• **EXERCISE DIRECTIONS**: Convert the entries below, from the line containing "Task: localize dark" through the line containing "[0,193,249,299]", into a two-column CSV with the headers "text" and "answer" and one row per entry. Put each field in double quotes and replace any line breaks inside it with spaces.

• **TASK INPUT**:
----
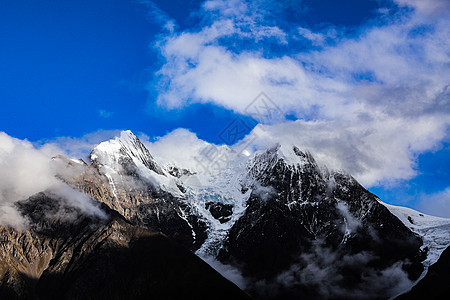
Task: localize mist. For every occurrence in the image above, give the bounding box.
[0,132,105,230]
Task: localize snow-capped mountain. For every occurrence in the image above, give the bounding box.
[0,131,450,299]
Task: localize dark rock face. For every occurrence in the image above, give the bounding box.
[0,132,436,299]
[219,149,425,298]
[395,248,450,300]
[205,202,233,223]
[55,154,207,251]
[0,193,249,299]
----
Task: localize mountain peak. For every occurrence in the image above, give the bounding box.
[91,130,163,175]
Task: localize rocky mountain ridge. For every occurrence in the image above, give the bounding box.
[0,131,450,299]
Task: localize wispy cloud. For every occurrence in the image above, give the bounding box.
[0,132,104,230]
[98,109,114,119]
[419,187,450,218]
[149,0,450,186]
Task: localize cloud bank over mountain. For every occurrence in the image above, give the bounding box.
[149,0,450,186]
----
• **TASK ANSWER**:
text,answer
"Task: localize dark rock face. For every occurrence in the image above, give the bounding box.","[0,132,436,299] [219,149,425,298] [395,248,450,300] [205,202,233,223] [55,154,207,251] [0,193,249,299]"